Begin Source excerpt
Happy Waitangi Day!

06 February 2017

Kia ora and happy Waitangi Day!

The Clipper Race has always been warmly embraced by New Zealanders, and after seeing race after race, how well our many Kiwi crew handle one of the world’s toughest endurance challenges, the feeling is mutual.

There has only been one New Zealand stopover to date, but it certainly was one to remember. In order to give the Clipper Race crew an extra taste of the Roaring Forties of the Southern Ocean, the race route included the Land of the Long White Cloud for the first time in the 2011-12 edition of the race.

The ten stripped down 68-foot ocean yachts raced 3,600 nautical miles from Geraldton, Western Australia, to Tauranga, North Island.

The warm welcome into the lively waters of New Zealand’s Bay of Plenty was only matched by the goodbye. Before the Clipper Race fleet left on a 1,370 nautical mile race to the Gold Coast, on the east coast of Australia, there was a traditional Maori kapa haka farewell in Tauranga Bridge Marina.

Eight Kiwis took part in the 2011-12 edition of the race, but with over half a year to go, the New Zealand contingent for the Clipper 2017-18 Race is already at ten, including four who are doing the whole circumnavigation.

Greg Glover, a 55-year-old retired dairy farmer from Hamilton, is one who will be spending eleven months taking on Mother Nature and all she has to offer at sea.

“It seemed like the whole circumnavigation was the ultimate achievement,” says Greg.
End Source excerpt
Begin Material supplied
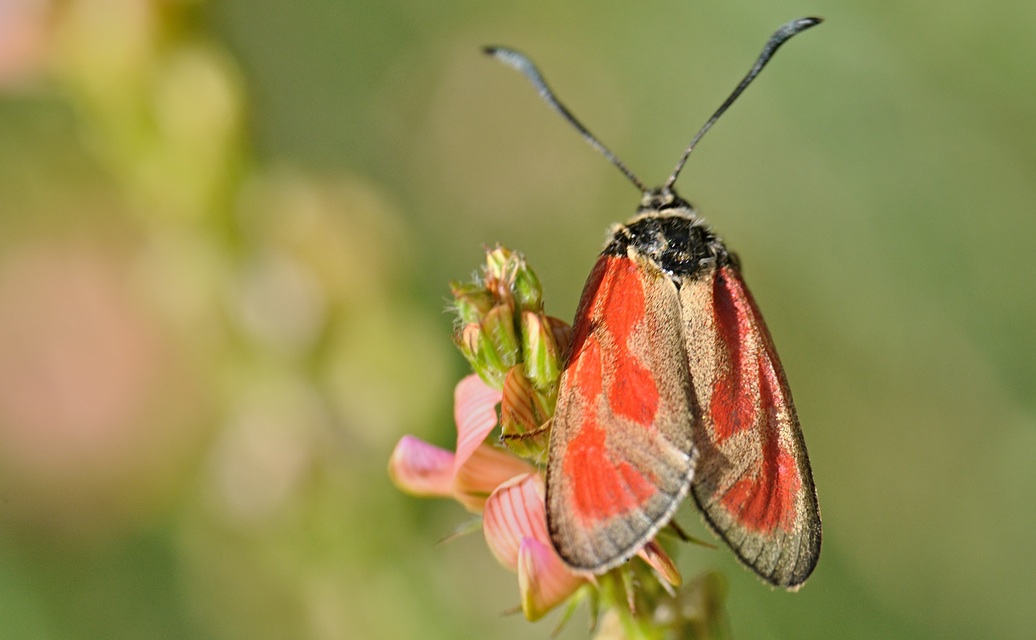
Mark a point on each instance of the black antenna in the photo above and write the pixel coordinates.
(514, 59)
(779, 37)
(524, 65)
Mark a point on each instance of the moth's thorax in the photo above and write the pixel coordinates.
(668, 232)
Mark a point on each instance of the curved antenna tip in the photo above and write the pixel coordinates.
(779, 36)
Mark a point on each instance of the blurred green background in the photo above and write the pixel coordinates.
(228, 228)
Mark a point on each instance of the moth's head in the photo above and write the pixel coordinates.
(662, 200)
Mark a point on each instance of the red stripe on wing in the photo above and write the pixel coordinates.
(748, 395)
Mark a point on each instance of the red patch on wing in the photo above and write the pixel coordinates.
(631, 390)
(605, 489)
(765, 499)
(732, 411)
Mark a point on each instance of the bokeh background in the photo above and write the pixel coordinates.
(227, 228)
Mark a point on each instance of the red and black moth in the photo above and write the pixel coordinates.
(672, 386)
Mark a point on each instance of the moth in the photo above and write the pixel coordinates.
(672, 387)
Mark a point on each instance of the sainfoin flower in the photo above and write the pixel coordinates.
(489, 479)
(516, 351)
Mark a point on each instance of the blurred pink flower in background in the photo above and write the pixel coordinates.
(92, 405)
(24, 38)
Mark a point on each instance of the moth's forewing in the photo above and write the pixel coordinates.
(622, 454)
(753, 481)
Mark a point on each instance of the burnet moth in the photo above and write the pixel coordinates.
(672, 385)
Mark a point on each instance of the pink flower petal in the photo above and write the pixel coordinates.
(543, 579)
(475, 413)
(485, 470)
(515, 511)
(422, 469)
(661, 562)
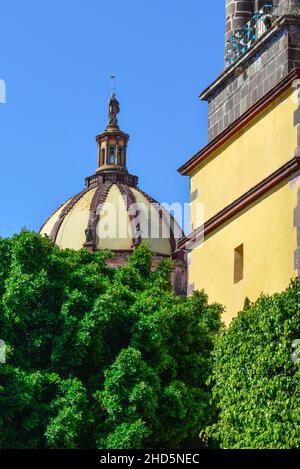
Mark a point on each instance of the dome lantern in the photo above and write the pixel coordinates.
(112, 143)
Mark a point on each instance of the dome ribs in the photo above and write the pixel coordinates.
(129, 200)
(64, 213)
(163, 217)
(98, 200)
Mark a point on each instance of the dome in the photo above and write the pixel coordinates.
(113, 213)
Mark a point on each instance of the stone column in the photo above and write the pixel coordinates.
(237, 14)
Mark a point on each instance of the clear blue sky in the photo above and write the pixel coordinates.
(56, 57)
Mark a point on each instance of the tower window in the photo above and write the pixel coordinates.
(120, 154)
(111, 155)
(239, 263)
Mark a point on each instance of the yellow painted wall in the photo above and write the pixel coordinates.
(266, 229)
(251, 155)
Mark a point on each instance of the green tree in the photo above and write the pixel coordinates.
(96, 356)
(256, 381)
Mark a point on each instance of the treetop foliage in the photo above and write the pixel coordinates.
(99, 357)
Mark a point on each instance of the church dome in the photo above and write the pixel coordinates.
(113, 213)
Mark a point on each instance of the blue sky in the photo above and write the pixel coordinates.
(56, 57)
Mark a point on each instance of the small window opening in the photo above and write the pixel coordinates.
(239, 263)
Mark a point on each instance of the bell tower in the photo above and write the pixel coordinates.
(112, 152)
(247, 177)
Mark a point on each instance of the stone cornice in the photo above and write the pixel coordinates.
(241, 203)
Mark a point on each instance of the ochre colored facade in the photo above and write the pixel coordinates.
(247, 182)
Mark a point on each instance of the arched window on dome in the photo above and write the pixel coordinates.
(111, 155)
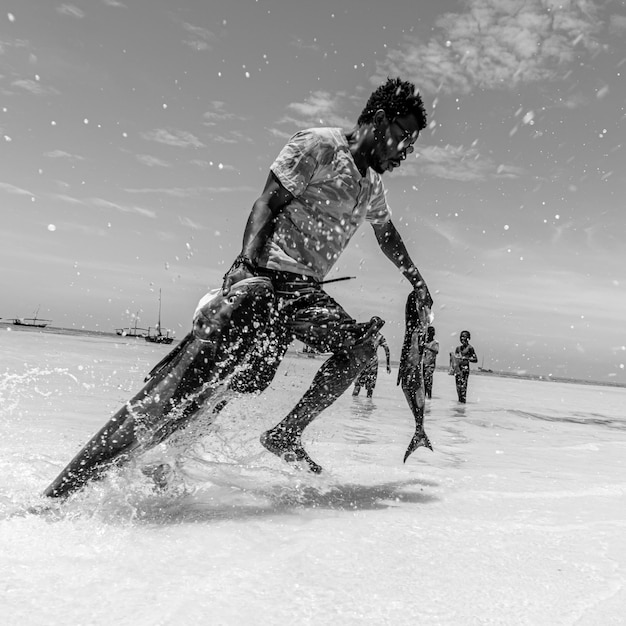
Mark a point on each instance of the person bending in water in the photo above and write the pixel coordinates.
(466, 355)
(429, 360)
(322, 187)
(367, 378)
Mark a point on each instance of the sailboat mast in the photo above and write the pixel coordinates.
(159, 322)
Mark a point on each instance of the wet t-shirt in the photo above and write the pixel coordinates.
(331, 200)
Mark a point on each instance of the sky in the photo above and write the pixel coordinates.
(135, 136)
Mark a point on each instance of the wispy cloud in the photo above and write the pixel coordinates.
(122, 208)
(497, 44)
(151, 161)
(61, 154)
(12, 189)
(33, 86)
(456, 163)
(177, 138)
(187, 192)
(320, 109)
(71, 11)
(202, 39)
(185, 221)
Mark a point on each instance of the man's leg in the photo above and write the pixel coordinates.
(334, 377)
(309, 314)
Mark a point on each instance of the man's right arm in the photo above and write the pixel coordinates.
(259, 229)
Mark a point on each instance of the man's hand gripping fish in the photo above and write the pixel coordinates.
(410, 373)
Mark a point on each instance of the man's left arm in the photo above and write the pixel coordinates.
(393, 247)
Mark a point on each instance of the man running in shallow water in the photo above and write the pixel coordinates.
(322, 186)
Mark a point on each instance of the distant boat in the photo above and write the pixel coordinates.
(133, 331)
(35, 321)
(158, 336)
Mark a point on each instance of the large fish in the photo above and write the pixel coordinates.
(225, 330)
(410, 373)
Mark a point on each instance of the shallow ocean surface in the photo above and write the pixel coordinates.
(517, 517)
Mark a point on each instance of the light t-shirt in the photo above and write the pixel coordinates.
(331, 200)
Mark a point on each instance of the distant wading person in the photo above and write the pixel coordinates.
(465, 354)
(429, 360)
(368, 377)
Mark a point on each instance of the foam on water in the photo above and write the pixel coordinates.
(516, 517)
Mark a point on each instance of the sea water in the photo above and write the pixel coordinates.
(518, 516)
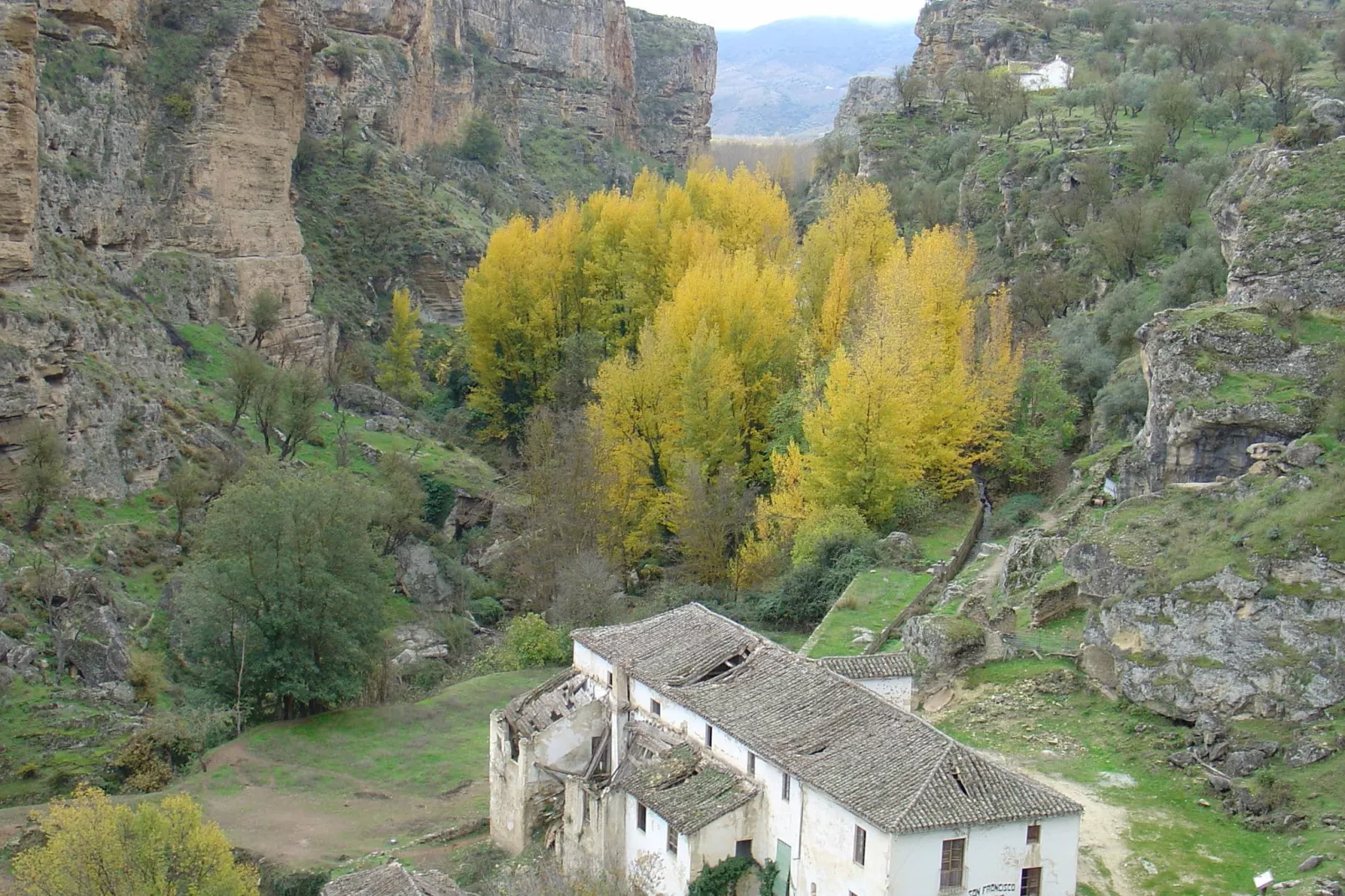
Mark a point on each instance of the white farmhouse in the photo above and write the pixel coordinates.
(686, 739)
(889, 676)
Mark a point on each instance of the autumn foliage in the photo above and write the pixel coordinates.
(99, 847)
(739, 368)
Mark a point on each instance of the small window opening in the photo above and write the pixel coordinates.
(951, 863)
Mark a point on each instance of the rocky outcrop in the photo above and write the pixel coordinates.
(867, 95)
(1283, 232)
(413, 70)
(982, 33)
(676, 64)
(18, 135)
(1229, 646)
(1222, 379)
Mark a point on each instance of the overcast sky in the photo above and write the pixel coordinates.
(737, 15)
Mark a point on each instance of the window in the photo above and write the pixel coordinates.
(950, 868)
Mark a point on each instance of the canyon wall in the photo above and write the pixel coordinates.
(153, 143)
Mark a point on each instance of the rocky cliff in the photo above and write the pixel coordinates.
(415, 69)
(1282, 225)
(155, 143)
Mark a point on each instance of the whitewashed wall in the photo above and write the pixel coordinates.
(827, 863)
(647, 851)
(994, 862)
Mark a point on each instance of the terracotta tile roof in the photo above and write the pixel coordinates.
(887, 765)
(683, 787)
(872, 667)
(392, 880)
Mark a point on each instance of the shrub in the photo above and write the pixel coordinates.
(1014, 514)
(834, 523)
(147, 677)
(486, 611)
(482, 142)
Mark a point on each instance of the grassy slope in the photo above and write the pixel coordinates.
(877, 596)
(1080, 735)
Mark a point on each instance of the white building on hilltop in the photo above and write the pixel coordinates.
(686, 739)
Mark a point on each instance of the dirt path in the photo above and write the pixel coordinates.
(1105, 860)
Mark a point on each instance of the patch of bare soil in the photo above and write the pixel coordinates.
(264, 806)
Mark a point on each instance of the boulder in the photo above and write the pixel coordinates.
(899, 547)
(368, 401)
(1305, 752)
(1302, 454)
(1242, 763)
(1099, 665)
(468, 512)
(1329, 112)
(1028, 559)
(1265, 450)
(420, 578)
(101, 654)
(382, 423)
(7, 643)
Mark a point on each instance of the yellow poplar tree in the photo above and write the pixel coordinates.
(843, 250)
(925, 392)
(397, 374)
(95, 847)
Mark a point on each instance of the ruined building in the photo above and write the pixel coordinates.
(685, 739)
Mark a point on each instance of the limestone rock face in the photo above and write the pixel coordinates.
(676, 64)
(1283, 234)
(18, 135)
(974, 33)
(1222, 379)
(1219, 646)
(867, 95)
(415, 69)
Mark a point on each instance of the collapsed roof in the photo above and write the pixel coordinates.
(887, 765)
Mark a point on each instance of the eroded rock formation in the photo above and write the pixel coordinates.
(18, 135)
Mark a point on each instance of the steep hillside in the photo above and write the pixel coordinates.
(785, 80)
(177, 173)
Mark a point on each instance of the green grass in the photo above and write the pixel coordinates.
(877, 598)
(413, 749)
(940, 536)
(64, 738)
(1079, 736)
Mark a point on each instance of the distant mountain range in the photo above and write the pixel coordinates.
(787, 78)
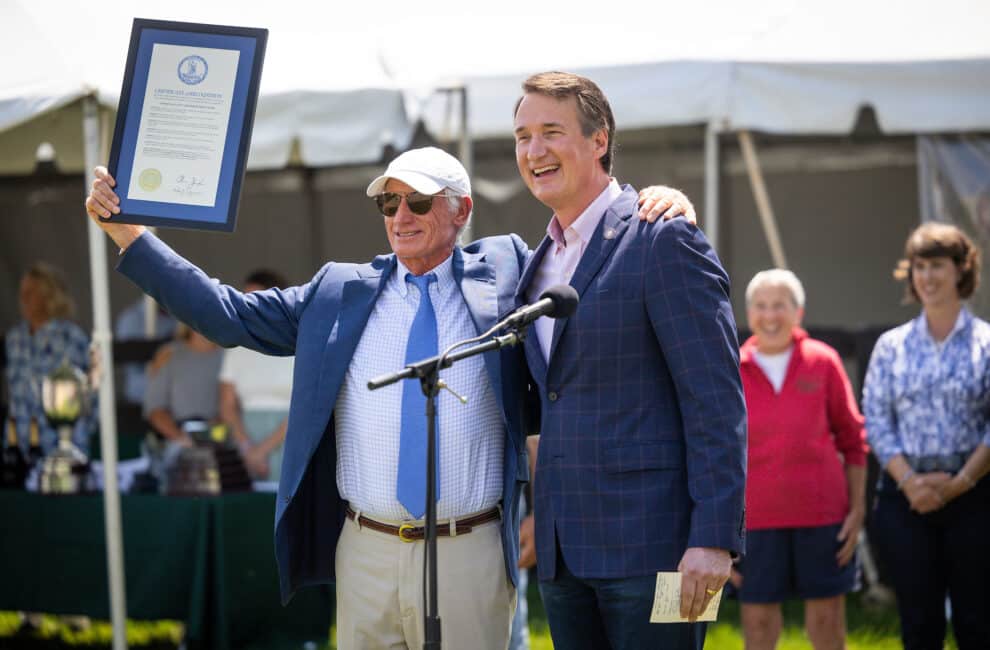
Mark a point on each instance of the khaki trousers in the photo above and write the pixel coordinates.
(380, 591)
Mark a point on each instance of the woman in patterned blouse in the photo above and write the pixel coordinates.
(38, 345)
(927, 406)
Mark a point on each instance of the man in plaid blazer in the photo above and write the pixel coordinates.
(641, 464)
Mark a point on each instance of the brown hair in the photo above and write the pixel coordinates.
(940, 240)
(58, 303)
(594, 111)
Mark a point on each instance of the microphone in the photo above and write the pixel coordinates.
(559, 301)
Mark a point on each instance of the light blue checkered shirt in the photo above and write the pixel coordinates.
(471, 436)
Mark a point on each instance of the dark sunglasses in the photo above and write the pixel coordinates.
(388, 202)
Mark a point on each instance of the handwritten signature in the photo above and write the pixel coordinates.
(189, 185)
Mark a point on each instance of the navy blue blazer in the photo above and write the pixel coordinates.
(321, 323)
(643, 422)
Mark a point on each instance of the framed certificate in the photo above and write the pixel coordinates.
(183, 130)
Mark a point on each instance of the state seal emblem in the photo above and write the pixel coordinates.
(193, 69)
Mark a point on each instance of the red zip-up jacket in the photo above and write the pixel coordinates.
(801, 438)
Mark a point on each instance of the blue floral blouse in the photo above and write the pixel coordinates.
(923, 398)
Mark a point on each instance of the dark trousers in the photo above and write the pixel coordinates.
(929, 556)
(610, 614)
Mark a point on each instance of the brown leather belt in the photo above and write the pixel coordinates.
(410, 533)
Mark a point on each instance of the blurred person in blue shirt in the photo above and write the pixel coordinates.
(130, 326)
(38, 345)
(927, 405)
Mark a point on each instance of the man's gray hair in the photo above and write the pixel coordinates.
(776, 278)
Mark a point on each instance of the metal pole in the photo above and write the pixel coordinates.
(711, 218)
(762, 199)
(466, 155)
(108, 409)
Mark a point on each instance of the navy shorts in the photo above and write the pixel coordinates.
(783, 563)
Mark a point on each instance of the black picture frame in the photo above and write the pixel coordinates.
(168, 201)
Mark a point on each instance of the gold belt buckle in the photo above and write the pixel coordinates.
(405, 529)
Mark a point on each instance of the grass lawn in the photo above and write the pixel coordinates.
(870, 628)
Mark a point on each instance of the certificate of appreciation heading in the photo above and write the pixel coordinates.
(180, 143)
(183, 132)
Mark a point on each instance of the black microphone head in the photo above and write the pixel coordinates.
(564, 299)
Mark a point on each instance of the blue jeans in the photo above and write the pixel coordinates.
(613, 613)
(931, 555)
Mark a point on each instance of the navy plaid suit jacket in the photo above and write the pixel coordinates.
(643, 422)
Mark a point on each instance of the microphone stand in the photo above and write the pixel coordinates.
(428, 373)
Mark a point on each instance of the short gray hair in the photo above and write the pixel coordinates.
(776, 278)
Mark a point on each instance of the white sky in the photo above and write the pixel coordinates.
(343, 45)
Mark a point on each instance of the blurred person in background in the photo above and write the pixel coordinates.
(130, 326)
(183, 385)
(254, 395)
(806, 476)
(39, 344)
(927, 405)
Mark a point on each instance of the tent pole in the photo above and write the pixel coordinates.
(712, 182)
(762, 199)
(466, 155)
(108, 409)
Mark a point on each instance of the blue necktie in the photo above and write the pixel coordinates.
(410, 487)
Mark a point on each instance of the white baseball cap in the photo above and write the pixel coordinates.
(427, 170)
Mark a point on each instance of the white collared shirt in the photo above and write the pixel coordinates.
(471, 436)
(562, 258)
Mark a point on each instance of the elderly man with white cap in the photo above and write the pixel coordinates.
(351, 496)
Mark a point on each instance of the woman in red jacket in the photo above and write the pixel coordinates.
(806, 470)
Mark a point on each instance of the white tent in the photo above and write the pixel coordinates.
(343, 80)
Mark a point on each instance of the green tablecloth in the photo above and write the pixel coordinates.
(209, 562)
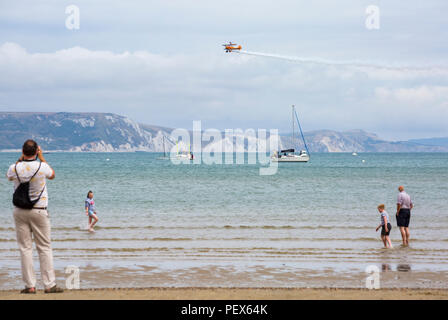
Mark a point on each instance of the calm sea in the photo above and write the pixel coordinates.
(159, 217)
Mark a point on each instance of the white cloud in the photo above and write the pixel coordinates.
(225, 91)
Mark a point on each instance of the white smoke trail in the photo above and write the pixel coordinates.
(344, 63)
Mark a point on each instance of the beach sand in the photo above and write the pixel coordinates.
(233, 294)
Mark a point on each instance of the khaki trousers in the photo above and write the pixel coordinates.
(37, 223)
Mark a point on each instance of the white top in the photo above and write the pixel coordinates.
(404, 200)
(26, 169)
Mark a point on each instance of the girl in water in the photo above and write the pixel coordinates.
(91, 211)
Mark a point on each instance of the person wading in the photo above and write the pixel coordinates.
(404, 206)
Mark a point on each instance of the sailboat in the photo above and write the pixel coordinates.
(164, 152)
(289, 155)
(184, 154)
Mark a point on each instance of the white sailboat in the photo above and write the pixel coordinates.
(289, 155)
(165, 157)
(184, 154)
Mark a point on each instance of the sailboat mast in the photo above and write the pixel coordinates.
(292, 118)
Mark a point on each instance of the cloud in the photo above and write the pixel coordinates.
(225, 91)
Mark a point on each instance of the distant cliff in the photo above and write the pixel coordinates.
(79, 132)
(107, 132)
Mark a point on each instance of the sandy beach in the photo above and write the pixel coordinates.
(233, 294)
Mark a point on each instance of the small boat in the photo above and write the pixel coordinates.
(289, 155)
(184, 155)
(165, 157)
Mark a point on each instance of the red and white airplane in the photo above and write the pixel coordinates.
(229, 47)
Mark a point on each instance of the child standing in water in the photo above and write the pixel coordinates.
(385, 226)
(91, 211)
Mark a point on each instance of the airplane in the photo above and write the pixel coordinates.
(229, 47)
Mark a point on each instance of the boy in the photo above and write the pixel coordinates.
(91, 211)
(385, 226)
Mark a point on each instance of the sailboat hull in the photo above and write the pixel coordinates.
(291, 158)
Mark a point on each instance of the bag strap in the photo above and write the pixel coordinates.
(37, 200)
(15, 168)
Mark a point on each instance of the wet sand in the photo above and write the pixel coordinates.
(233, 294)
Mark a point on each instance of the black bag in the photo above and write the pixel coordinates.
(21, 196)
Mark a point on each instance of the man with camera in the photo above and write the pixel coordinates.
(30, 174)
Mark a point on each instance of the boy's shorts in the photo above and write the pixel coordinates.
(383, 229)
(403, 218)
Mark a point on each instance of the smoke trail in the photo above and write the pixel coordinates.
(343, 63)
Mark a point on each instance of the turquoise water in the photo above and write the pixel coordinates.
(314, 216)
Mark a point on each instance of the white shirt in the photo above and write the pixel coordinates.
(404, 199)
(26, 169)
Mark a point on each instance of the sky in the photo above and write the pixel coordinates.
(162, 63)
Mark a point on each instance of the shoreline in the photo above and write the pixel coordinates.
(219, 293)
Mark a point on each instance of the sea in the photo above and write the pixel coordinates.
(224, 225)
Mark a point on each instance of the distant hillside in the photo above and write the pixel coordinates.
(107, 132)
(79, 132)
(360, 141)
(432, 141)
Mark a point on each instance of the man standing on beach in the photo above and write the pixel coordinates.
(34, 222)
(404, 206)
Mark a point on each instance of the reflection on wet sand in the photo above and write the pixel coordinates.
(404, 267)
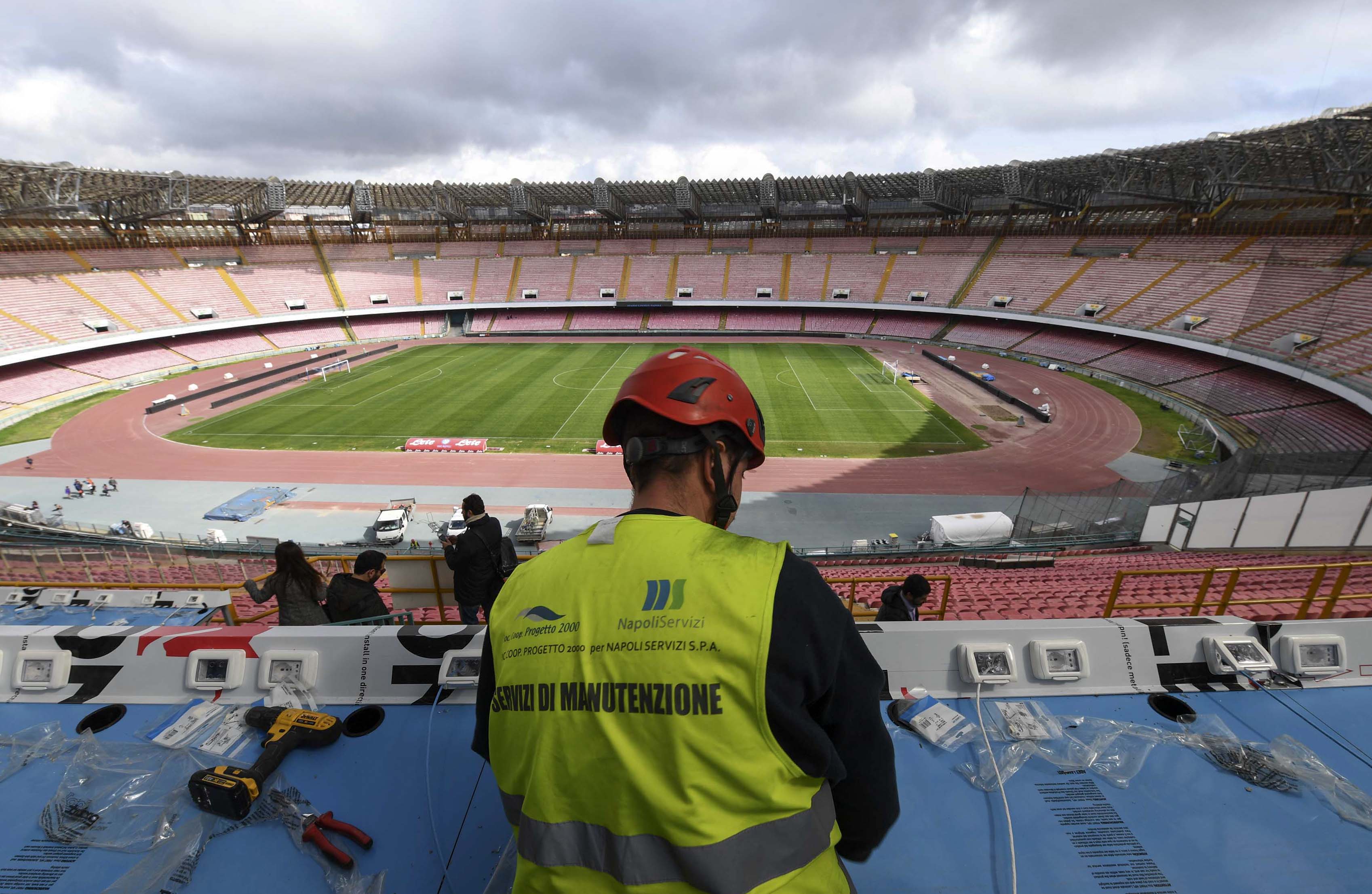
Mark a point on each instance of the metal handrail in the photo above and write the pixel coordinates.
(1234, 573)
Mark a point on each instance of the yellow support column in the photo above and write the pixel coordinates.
End Material supplied
- [Task objective]:
Retype the Clipper Race article from start to finish without any changes. Rely only on the Clipper Race article when responding.

- [Written answer]:
Happy Waitangi Day!

06 February 2017

Kia ora and happy Waitangi Day!

The Clipper Race has always been warmly embraced by New Zealanders, and after seeing race after race, how well our many Kiwi crew handle one of the world’s toughest endurance challenges, the feeling is mutual.

There has only been one New Zealand stopover to date, but it certainly was one to remember. In order to give the Clipper Race crew an extra taste of the Roaring Forties of the Southern Ocean, the race route included the Land of the Long White Cloud for the first time in the 2011-12 edition of the race.

The ten stripped down 68-foot ocean yachts raced 3,600 nautical miles from Geraldton, Western Australia, to Tauranga, North Island.

The warm welcome into the lively waters of New Zealand’s Bay of Plenty was only matched by the goodbye. Before the Clipper Race fleet left on a 1,370 nautical mile race to the Gold Coast, on the east coast of Australia, there was a traditional Maori kapa haka farewell in Tauranga Bridge Marina.

Eight Kiwis took part in the 2011-12 edition of the race, but with over half a year to go, the New Zealand contingent for the Clipper 2017-18 Race is already at ten, including four who are doing the whole circumnavigation.

Greg Glover, a 55-year-old retired dairy farmer from Hamilton, is one who will be spending eleven months taking on Mother Nature and all she has to offer at sea.

“It seemed like the whole circumnavigation was the ultimate achievement,” says Greg.